**Reading text:**
══════

The organization does have a clear policy on divestiture: “The NEA encourages its affiliates to lobby their state legislatures for divestment of public monies in the Republic of South Africa. The organization will help its affiliates secure all the relevant information necessary for a successful campaign.” (NEA New Business Item 1984-16)

We have responded to specific requests for assistance by state associations that are developing strategies to confront divestment initiatives.

The NEA has also given its support to the economic-sanctions legislation now before the Congress (HR 1460). The bill has four major components: no new investment in South Africa, no loans to the South African government, a ban on the sale of krugerrands in the United States, and no computer sales to the South African government.

With respect to the NEA’s investment policies, we are consistent with the anti-apartheid resolutions and the spirit of the new-business item quoted above. No NEA general-fund monies are invested in corporations that have South African interests. We bank with a Washington, D.C., institution that has no loans or investments in South Africa. In any future transactions, we will not knowingly invest in corporations with a South African connection.

Of course, I’m sure you know the NEA has been very active in protesting apartheid both here in this country and elsewhere, in conjunction with our international union. We have participated in several demonstrations in support of black and colored South Africans at the South African Embassy and at the State Department.

Our organization is a founding member of an international committee of educators that works against all forms of discrimination, including apartheid. Former NEA President Willard H. McGuire is chairman of that committee, Mary Hatwood Futrell is the NEA member, and I am its secretariat.

John A. De Mars Special Assistant for Peace Programs and International Relations National Education Association Washington, D.C.

══════

**Stored rows:**

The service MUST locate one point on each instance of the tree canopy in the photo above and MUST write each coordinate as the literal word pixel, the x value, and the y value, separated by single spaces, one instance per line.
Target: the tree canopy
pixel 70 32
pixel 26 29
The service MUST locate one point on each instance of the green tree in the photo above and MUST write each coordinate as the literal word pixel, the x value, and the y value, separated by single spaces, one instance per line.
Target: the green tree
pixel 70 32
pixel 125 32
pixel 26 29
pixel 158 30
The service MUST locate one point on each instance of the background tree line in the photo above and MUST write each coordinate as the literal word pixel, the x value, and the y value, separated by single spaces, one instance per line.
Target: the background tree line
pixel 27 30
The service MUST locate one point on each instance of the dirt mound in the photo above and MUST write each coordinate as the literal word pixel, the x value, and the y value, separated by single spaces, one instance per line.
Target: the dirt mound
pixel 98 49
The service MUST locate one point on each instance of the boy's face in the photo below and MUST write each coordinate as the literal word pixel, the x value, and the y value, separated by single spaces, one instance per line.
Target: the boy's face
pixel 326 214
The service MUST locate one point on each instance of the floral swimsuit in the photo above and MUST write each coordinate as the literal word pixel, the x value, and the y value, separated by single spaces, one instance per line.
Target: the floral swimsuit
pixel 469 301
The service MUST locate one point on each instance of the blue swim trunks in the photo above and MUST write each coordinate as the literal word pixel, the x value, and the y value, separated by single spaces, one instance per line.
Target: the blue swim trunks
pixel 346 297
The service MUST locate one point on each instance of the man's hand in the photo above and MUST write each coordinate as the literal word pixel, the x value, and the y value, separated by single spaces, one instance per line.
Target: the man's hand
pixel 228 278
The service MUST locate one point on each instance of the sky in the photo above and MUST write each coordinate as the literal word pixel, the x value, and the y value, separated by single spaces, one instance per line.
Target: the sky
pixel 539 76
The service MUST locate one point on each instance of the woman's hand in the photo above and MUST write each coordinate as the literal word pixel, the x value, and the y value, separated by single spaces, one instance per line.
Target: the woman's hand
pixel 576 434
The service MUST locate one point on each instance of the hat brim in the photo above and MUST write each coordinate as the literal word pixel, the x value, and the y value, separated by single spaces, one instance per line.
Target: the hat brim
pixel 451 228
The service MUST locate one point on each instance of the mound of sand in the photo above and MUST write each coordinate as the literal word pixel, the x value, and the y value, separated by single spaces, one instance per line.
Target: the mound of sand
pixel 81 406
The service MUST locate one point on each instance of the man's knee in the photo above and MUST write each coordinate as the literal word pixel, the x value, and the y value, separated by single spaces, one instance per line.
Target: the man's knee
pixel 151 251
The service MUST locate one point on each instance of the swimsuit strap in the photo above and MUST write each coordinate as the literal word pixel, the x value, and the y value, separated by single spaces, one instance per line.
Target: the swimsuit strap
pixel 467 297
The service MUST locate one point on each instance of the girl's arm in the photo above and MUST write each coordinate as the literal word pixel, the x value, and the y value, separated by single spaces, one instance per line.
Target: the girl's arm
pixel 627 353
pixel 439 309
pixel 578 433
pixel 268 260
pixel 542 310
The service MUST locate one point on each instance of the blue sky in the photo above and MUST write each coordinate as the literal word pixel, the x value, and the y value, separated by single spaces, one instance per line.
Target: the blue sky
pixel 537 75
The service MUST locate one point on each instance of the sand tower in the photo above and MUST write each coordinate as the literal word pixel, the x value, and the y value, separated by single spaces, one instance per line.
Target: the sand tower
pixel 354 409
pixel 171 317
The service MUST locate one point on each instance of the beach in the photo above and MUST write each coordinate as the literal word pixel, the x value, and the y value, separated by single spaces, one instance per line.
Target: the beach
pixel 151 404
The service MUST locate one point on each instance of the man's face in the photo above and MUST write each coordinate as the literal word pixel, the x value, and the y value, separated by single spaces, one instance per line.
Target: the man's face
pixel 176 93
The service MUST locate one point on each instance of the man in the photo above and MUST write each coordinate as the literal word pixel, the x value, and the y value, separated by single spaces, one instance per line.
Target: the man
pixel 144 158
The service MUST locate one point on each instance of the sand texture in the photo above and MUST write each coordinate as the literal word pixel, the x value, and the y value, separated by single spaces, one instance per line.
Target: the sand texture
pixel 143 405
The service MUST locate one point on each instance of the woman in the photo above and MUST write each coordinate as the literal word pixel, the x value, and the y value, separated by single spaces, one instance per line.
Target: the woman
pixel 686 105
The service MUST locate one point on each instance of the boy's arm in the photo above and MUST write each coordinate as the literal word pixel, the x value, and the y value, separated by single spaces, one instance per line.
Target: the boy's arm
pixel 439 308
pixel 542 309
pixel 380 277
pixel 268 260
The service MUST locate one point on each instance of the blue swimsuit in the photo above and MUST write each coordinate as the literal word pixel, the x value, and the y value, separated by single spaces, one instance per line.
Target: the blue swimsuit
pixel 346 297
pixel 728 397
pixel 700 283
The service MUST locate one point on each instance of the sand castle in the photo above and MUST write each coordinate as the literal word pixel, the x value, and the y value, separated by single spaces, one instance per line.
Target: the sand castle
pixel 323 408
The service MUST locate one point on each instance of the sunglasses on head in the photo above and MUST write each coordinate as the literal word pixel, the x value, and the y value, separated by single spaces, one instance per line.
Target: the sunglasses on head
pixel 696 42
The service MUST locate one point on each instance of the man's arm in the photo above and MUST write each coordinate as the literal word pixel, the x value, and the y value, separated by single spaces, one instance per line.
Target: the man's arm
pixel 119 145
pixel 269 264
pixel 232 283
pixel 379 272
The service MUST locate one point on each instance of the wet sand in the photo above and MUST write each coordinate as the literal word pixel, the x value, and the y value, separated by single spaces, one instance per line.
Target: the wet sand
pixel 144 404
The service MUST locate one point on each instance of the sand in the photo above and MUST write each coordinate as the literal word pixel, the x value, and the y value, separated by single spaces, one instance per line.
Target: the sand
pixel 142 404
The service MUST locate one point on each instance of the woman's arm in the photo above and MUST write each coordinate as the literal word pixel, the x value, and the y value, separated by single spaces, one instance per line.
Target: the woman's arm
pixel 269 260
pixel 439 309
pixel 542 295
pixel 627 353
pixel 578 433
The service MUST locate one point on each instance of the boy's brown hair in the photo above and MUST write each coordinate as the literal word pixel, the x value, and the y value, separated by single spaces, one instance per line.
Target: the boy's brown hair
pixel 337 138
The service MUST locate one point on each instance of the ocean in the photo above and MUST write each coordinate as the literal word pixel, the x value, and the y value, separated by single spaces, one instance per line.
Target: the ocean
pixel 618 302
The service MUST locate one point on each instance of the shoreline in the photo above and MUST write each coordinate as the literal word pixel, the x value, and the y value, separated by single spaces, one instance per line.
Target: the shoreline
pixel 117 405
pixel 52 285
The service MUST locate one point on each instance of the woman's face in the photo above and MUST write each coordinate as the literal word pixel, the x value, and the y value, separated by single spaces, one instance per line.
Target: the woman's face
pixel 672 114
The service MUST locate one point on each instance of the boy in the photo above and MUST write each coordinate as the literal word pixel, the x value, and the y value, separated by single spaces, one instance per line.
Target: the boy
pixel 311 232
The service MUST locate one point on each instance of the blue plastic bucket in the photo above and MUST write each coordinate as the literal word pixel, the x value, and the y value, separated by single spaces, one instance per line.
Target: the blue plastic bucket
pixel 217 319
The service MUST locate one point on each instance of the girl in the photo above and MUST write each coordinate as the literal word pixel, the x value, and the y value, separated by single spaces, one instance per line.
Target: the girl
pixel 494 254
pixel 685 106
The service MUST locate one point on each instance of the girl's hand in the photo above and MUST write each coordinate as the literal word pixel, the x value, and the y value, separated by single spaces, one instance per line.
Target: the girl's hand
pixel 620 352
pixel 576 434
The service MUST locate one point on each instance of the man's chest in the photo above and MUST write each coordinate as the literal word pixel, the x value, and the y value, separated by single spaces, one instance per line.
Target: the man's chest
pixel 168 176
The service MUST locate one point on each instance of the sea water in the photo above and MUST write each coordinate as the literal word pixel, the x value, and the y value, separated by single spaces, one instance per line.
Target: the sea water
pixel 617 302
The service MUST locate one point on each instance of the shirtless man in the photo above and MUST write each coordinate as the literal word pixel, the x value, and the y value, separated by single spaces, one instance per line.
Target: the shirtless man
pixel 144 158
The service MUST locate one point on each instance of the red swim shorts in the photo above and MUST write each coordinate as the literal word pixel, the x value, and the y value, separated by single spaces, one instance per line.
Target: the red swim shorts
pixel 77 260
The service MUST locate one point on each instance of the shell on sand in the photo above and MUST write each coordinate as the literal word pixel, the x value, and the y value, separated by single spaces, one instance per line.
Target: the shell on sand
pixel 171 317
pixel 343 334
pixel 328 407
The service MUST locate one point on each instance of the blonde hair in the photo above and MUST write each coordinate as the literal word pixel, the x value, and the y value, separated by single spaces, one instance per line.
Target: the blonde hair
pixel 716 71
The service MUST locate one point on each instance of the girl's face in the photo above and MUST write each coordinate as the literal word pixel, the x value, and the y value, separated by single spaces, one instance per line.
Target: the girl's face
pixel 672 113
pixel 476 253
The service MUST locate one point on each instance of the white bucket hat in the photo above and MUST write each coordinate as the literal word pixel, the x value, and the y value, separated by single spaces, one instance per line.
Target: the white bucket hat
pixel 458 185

══════

**Objectives:**
1. Condense the paragraph of the letter that begins "With respect to the NEA’s investment policies" into a short list that keeps its main facts.
2. Set down, without any change, the stretch of rows from the row that contains "girl's face in" through the last row.
The rows bear no relation to the letter.

**Per-task answers:**
1.
- The NEA's investment policies are consistent with its anti-apartheid resolutions and the spirit of the quoted new-business item.
- No NEA general-fund monies are invested in corporations that have South African interests.
- The NEA banks with a Washington, D.C., institution that has no loans or investments in South Africa.
- In future transactions, the NEA will not knowingly invest in corporations with a South African connection.

2.
The service MUST locate one point on each instance of the girl's face in the photo above and MUST write each coordinate as the literal word pixel, the x value, and the y value, separated by single spaces, one instance per line.
Target: the girl's face
pixel 672 113
pixel 476 253
The service MUST locate one point on each instance of the white bucket hat in the photo above and MUST write each coordinate as the literal word pixel, the x value, and the y value, separated by single spaces, one instance per line.
Target: the white bucket hat
pixel 458 185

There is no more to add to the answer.